+++ TEXTO DE LECTURA

Revelaciones

¿Cómo vamos a opinar y a arreglar el mundo si no somos capaces de arreglar nuestra propia vida?

Katherine Mansfield escribió un cuento sobre una mujer burguesa, muy aburrida de su vida, que un día va a la peluquería. Su peluquero tarda en aparecer, y cuando llega, está distraído y torpe. Se le caen las tenacillas para el pelo. Luego, en vez de conversar, guarda un tenso silencio. La mujer lo interpreta como una imperdonable falta de consideración por parte del peluquero. Empieza a sentirse mucho más aburrida y mucho más desdichada. Siente ganas de llorar. Cuando se va, el peluquero le cepilla el abrigo. Y entonces le confiesa la verdad: su hija ha muerto aquella misma mañana.

Me acuerdo a menudo de ese cuento, Revelaciones, cuando pienso en las circunstancias de los que escribimos en la prensa. Se supone que debemos dar nuestra opinión sobre cualquier hecho que haya ocurrido en el mundo -unas elecciones, un nuevo caso de corrupción, una nueva ley educativa, una huelga, un crimen-, pero a veces nos sentimos como el peluquero del cuento de Katherine Mansfield. Y no porque se nos haya muerto una hija, no (y toco madera), sino porque nuestras circunstancias personales no son las mejores y sentimos cualquier cosa menos el deseo de opinar sobre lo que ocurre en el mundo. ¿Cómo vamos a opinar y a arreglar el mundo si no somos capaces de arreglar nuestra propia vida? ¿Y cómo vamos a interpretar la compleja realidad del mundo si ni siquiera sabemos interpretar lo que nos ocurre? Pero aun así, igual que el peluquero del relato, tenemos que cepillar el pelo y conversar con nuestra clienta sobre si va a llover o no va a llover. Nos guste o no, estemos de ánimo o no.

++++++
+++ DATOS EXTRAÍDOS

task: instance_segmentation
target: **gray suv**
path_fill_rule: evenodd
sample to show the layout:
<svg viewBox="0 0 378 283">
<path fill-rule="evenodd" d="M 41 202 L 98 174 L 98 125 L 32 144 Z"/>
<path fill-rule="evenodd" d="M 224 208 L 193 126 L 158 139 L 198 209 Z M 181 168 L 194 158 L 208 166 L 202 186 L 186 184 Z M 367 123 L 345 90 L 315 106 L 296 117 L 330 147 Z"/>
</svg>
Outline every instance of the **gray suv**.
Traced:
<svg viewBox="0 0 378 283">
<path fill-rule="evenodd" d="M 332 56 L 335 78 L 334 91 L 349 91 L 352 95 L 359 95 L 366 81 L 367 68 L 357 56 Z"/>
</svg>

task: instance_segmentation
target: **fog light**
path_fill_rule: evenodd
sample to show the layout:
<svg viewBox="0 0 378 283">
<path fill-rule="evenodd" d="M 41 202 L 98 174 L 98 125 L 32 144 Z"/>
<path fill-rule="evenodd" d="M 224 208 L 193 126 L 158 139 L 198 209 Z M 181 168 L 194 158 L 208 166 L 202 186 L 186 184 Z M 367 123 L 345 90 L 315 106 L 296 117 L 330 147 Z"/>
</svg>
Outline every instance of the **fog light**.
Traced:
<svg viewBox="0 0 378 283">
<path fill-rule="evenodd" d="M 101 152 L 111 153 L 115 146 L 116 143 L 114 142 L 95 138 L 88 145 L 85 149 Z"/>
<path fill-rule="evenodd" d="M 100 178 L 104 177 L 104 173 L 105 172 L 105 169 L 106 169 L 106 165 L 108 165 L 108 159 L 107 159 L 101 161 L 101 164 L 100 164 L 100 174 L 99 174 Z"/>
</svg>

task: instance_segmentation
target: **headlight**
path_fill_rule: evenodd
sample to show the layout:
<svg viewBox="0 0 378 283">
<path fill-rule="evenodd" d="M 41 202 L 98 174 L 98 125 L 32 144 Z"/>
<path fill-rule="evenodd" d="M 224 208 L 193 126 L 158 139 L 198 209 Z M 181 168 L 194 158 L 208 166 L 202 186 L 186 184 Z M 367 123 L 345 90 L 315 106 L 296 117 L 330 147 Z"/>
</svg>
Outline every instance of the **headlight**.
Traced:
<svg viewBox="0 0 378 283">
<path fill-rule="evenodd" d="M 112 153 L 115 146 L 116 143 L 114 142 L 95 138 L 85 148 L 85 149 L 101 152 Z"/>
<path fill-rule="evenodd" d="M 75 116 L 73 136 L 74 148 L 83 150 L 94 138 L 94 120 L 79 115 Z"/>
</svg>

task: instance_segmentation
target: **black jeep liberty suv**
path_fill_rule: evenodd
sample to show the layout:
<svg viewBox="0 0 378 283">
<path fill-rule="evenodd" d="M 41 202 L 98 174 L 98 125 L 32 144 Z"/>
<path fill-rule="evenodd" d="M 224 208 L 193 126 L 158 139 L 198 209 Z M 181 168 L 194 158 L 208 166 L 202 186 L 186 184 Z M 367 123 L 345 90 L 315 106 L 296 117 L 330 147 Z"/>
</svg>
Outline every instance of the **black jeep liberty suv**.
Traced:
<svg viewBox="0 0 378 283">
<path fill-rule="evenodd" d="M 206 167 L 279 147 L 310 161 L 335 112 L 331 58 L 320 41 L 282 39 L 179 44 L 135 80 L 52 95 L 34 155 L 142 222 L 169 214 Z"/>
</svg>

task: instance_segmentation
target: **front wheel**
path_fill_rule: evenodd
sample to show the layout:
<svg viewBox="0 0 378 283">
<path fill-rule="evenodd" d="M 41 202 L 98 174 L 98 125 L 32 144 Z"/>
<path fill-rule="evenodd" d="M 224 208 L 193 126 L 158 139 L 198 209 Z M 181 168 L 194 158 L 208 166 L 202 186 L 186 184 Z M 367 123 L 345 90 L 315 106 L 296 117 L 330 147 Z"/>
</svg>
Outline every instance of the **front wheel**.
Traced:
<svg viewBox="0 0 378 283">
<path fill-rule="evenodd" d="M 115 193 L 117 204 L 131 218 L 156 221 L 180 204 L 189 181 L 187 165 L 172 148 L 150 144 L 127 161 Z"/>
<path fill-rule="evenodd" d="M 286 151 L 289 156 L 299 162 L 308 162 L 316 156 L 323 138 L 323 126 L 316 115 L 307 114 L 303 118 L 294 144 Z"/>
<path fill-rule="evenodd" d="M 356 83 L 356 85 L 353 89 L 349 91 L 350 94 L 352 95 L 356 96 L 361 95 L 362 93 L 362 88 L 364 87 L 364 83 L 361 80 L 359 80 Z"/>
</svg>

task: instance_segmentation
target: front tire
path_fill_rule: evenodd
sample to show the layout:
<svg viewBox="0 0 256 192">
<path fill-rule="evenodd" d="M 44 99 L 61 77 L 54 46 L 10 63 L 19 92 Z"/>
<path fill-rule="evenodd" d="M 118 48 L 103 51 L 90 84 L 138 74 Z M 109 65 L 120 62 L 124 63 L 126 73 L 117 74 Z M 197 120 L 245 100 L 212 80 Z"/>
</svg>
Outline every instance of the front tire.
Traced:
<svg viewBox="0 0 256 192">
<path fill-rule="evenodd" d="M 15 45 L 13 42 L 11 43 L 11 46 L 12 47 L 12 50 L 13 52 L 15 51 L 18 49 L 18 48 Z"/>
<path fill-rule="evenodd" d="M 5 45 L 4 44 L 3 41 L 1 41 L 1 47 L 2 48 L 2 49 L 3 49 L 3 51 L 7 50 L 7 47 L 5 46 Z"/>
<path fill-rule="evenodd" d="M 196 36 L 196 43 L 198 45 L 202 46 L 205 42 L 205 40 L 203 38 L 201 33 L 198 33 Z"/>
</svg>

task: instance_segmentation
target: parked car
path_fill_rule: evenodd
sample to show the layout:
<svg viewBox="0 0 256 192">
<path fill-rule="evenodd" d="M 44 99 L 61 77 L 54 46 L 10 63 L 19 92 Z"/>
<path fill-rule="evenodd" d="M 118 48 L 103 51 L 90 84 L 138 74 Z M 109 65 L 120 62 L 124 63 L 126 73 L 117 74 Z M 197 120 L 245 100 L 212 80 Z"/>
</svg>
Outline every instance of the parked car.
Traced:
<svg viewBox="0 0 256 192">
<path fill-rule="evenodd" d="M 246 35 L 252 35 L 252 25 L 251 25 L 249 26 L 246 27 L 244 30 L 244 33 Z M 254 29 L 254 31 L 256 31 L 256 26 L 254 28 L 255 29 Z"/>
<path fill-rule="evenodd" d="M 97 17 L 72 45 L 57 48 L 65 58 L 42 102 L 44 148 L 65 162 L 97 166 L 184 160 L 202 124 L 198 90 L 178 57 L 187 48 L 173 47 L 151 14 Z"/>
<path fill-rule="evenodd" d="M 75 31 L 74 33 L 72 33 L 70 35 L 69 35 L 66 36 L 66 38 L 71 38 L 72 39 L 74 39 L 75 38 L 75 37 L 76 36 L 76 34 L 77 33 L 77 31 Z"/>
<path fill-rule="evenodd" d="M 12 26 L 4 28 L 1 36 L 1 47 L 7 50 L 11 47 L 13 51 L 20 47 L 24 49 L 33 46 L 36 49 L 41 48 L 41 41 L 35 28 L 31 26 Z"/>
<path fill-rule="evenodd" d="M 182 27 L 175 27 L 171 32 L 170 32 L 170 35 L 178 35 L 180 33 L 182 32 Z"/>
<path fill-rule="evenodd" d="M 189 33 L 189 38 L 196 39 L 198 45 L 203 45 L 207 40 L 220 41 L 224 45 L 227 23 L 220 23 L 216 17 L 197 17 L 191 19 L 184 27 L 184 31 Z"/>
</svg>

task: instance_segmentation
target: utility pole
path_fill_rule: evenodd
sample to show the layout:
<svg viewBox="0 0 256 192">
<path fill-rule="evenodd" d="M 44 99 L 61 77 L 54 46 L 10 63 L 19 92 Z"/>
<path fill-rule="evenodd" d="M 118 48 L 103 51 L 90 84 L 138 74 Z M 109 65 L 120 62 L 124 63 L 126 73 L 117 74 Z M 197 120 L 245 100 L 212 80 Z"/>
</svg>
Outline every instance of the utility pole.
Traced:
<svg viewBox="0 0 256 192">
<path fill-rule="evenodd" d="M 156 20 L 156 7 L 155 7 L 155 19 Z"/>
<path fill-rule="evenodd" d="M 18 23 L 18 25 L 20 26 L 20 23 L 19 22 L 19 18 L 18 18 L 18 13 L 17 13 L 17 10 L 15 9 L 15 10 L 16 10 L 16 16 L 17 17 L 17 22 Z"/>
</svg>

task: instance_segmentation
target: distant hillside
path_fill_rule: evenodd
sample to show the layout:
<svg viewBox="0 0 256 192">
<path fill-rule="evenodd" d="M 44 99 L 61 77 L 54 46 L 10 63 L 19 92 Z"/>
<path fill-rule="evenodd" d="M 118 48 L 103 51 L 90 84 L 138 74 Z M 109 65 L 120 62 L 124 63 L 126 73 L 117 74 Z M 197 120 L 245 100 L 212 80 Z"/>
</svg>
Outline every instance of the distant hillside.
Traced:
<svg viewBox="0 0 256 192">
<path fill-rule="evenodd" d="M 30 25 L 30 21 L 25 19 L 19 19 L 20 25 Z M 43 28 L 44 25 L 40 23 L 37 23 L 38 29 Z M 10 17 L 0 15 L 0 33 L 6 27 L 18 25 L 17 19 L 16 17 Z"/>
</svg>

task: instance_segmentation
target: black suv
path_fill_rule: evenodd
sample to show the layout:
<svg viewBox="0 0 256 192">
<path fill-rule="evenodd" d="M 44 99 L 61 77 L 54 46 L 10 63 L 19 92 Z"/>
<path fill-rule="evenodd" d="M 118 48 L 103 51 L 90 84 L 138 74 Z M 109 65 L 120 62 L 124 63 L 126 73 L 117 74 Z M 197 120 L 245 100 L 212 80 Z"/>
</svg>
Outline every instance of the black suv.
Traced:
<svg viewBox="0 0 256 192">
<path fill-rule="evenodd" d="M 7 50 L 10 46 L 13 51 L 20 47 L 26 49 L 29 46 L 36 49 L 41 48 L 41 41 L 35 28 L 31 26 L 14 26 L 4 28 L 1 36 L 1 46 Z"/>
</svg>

++++++

TAREAS PENDIENTES:
a - Según el texto sobre Revelaciones, ¿qué le confiesa el peluquero a la mujer cuando ella se va?
b - Traduce al inglés esta oración del texto sobre Revelaciones: «Su peluquero tarda en aparecer, y cuando llega, está distraído y torpe.»
c - Continúa, por favor, el texto sobre Revelaciones a partir de su última oración.
No es necesario consultar los registros.

RESPUESTAS NUMERADAS:
a - Que su hija ha muerto aquella misma mañana.

b - Her hairdresser is slow to show up, and when he arrives, he is distracted and clumsy.

c -
Lo digo porque un viejo periodista me contó una vez que acababa de escribir su crónica diaria después de haber ido a visitar a su esposa moribunda en el hospital. Y me contaron el caso de otro periodista que siguió escribiendo sus crónicas cuando su hijo acababa de morir de una sobredosis. Por supuesto que miles de profesionales de otras muchas actividades han vivido lo mismo, y nos puede llevar al aeropuerto un taxista que acaba de perder a su mujer o nos puede operar una médica que acaba de perder a su hija. Pero es bueno saber que estas cosas ocurren, sobre todo en estos tiempos de griterío y postureo ideológico, cuando todos nos comportamos como la señora histérica del cuento de K. Mansfield y apenas nos acordamos del peluquero que acaba de perder a su hija.